(DATASET ENTRIES Opens)

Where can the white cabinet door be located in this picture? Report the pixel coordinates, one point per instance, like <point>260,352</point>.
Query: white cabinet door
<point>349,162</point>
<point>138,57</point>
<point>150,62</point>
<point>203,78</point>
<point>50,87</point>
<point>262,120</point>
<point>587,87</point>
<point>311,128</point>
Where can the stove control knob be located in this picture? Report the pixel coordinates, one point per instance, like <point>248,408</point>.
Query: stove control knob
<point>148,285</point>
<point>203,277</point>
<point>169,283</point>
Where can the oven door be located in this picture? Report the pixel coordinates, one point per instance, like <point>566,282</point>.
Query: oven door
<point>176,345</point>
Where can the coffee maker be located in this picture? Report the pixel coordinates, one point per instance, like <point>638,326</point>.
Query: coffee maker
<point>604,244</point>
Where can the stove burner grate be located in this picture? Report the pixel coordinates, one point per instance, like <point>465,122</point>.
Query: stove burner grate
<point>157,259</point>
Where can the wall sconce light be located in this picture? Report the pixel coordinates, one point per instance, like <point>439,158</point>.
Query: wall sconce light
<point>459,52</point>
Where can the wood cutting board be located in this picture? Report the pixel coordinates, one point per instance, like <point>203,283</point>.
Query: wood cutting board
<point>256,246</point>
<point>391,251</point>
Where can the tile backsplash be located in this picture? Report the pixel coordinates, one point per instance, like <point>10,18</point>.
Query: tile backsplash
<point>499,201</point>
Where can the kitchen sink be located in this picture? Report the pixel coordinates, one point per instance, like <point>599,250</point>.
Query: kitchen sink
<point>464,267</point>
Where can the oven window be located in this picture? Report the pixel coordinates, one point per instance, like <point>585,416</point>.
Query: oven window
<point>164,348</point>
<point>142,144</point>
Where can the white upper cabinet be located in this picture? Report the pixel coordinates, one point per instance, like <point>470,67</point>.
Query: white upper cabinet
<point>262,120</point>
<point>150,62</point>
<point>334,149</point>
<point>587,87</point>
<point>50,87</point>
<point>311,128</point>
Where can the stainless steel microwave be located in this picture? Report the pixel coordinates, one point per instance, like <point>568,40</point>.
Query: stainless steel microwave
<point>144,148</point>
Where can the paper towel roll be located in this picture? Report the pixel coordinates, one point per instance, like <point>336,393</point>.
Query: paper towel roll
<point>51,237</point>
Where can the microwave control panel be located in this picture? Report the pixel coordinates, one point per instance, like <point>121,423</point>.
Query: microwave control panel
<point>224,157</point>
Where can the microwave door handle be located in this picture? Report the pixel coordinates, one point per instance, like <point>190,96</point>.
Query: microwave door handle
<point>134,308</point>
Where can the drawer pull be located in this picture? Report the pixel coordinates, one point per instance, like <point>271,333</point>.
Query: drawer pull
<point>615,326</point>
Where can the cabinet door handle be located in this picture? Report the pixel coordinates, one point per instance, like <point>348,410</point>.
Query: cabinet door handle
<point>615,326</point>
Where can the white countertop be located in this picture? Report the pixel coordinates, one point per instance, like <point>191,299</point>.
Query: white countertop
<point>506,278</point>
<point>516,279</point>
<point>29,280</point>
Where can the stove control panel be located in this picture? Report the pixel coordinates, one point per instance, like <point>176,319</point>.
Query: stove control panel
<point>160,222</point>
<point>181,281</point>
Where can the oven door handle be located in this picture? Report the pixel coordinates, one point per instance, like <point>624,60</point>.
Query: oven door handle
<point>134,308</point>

(DATASET ENTRIES Closes)

**WHAT YOU NEED TO DO**
Among the records above, extract exactly the lines from the line with "Where can the white countertop" to the line with "Where can the stove control panel", both lines included, and leave out the rest.

**RESPONSE FOR THIS EXERCISE**
Where can the white countertop be located in this picture? Report the pixel coordinates, one point per instance, like <point>191,299</point>.
Query: white countertop
<point>506,278</point>
<point>516,279</point>
<point>29,280</point>
Where can the stove control panel be located in this picture? Report the pixel coordinates, one point per instance, like <point>176,319</point>.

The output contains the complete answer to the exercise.